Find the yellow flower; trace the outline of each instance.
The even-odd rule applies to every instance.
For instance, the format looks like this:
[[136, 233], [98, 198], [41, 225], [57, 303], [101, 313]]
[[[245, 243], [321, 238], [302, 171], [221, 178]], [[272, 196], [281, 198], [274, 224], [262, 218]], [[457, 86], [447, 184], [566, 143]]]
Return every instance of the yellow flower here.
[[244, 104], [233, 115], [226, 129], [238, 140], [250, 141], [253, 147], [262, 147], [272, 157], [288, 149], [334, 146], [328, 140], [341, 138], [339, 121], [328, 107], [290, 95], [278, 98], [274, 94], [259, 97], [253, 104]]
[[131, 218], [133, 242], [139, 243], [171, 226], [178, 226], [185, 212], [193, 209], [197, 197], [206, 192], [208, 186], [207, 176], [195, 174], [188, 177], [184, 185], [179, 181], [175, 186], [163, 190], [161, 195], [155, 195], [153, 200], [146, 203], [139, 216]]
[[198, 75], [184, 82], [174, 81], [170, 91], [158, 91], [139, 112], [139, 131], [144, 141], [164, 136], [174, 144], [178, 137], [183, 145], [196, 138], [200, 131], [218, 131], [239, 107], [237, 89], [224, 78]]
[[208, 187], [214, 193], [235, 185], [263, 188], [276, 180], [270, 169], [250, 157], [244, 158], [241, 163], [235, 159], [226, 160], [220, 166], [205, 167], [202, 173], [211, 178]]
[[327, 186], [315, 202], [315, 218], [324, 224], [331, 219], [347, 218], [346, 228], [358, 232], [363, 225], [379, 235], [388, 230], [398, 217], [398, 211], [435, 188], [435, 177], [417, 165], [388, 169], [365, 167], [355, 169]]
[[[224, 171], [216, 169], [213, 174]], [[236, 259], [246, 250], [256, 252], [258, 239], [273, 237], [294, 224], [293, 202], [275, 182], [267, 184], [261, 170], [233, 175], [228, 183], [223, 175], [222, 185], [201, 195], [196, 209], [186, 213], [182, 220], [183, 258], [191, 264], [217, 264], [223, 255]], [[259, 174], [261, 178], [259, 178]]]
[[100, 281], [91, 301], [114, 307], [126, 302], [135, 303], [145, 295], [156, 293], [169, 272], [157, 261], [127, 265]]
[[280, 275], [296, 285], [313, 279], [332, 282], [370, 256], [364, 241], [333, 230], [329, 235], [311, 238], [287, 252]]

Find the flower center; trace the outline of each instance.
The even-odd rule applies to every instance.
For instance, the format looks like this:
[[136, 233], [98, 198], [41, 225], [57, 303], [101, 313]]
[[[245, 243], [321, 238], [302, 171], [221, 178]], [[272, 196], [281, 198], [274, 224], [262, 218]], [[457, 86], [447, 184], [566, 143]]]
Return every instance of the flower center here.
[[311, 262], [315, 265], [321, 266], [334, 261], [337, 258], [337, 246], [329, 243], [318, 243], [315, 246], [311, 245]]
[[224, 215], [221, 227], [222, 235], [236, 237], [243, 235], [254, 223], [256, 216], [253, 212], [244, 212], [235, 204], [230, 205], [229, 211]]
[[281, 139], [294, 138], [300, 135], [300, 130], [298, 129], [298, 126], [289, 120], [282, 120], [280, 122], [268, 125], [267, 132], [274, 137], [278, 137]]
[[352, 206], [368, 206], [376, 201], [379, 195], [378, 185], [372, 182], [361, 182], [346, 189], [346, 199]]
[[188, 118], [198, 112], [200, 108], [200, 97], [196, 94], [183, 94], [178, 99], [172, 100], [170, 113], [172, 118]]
================
**What to do**.
Copy out everything from the start of the material down to the line containing "Return every instance of the yellow", including that line.

**Full response**.
Find the yellow flower; trace the outline of each instance.
The even-odd rule applies to every instance.
For instance, the format looks like this:
[[136, 233], [98, 198], [41, 225], [57, 303], [101, 313]]
[[[245, 243], [321, 238], [302, 171], [221, 178]], [[272, 196], [281, 198], [274, 224], [262, 218]], [[457, 86], [447, 184], [566, 143]]]
Return every instance of the yellow flower here.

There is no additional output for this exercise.